WRITTEN INSTRUCTION 1
Pick out every line of the records that contains the string "field", matching case exactly.

SOURCE DOCUMENT
Several online sources (e.g. Wikipedia, the nLab) assert that the Gelfand representation defines a contravariant equivalence from the category of (non-unital) commutative $C^{\ast}$-algebras to the category of locally compact Hausdorff (LCH) spaces. This seems wrong to me.

The naive choice is to take all continuous maps between LCH spaces. This doesn't work. For example, the constant map $\mathbb{R} \to \bullet$ does not come from a morphism $\mathbb{C} \to C_0(\mathbb{R})$, the problem being that composing with the map $\bullet \to \mathbb{C}$ sending $\bullet$ to $1$ gives a function on $\mathbb{R}$ which doesn't vanish at infinity. It is necessary for us to restrict our attention to proper maps.

But this still doesn't work. If $A, B$ are any commutative $C^{\ast}$-algebras we can consider the morphism $$A \ni a \mapsto (a, 0) \in A \times B.$$

This morphism does not define a map on Gelfand spectra; if $\lambda : A \times B \to \mathbb{C}$ is a character factoring through the projection $A \times B \to B$, then composing with the above morphism gives the zero map $A \to \mathbb{C}$. This contradicts the nLab's claim that taking Gelfand spectra gives a functor into locally compact Hausdorff spaces (if one requires that the morphisms are defined everywhere on the latter category).

WRITTEN INSTRUCTION 2
Continue the post above about Gelfand duality for non-unital commutative C*-algebras, picking up right after its last sentence.

Entries from a point annotation set:
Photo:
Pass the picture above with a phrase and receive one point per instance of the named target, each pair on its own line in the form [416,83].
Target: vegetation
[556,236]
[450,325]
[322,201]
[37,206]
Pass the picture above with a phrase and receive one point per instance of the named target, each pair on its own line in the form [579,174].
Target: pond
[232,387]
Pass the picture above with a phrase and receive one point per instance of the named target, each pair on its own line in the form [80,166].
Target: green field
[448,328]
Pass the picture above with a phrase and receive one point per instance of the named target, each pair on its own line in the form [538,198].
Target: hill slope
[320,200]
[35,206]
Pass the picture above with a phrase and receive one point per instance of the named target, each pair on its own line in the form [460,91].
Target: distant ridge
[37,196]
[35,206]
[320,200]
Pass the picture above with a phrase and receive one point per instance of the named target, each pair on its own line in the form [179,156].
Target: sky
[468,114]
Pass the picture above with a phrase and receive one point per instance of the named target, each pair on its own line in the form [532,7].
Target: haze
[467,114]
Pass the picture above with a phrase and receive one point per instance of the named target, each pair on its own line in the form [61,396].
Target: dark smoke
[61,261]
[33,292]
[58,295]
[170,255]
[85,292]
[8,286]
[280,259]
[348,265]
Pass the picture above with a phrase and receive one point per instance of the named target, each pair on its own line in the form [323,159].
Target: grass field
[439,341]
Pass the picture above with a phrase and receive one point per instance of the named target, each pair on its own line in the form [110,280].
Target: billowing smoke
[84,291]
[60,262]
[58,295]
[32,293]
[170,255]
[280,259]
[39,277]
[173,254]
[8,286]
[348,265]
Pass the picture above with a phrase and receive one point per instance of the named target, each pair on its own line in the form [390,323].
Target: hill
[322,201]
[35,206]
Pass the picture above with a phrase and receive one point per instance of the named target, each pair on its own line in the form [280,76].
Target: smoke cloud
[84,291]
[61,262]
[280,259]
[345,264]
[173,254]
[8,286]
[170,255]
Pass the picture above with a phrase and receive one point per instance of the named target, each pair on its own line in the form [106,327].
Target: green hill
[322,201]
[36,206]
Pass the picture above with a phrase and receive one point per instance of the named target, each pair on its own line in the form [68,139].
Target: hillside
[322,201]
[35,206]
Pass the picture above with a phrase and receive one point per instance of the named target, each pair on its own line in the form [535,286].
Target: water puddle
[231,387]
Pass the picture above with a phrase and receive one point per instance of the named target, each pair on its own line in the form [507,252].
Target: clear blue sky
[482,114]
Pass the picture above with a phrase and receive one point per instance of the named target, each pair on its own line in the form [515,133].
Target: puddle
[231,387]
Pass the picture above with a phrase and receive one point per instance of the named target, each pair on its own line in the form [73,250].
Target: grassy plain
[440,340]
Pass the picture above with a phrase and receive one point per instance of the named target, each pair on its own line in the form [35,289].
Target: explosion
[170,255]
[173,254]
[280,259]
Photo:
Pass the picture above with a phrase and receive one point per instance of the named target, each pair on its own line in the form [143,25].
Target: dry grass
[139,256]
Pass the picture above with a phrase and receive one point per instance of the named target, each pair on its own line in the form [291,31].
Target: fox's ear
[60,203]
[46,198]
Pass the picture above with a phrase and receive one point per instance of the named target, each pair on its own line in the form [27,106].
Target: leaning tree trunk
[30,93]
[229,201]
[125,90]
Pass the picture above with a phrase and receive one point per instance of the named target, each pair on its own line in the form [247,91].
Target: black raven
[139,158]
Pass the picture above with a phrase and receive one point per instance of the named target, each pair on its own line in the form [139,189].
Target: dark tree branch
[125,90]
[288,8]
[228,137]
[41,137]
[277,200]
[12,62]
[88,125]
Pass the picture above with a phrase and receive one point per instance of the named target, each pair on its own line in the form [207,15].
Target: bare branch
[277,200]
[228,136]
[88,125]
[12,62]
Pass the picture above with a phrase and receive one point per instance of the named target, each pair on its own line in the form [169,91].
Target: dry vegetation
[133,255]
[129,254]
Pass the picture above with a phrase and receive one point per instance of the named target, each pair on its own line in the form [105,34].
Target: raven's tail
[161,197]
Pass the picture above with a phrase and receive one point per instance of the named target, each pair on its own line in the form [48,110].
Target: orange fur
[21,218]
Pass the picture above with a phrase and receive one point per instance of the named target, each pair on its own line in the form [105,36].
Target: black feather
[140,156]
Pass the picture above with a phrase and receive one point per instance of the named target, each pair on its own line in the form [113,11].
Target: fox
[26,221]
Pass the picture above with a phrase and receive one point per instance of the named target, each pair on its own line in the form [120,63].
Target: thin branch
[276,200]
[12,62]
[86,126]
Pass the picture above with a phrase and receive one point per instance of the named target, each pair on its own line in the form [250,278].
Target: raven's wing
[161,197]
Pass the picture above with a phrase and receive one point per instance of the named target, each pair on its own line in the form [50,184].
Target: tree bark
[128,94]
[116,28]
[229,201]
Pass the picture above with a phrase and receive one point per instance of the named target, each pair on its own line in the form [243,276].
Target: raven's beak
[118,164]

FINAL ANSWER 1
Target: green field
Target: grass field

FINAL ANSWER 2
The correct statement appears to be that commutative $C^{\ast}$-algebras are contravariantly equivalent to the category $\text{CHaus}_{\bullet}$ of pointed compact Hausdorff spaces; the functor takes an algebra to the Gelfand spectrum of its unitization (we adjoin a unit whether or not the algebra already had one). There is an inclusion of the category of LCH spaces and proper maps into this category but it is not an equivalence because maps $(C, \bullet) \to (D, \bullet)$ in $\text{CHaus}_{\bullet}$ may send points other than the distinguished point of $C$ to the distinguished point of $D$.

So do sources mean something else when they claim the equivalence with locally compact Hausdorff spaces?

  • 12
    $\begingroup$ No, you certainly don't have a straighforward duality as you argue correctly (it is asserted in many places and repeated without thinking it through). Note that you don't just get any *-homomorphism if you have a proper map $f\colon X \to Y$: an exhaustion of $Y$ by compact sets yields an exhaustion of $X$ by compact sets, so the corresponding *-homomorphism should send approximate unities in $C_0(Y)$ to approximate unities in $C_0(X)$ and if I remember correctly the converse is also true. $\endgroup$
    – t.b.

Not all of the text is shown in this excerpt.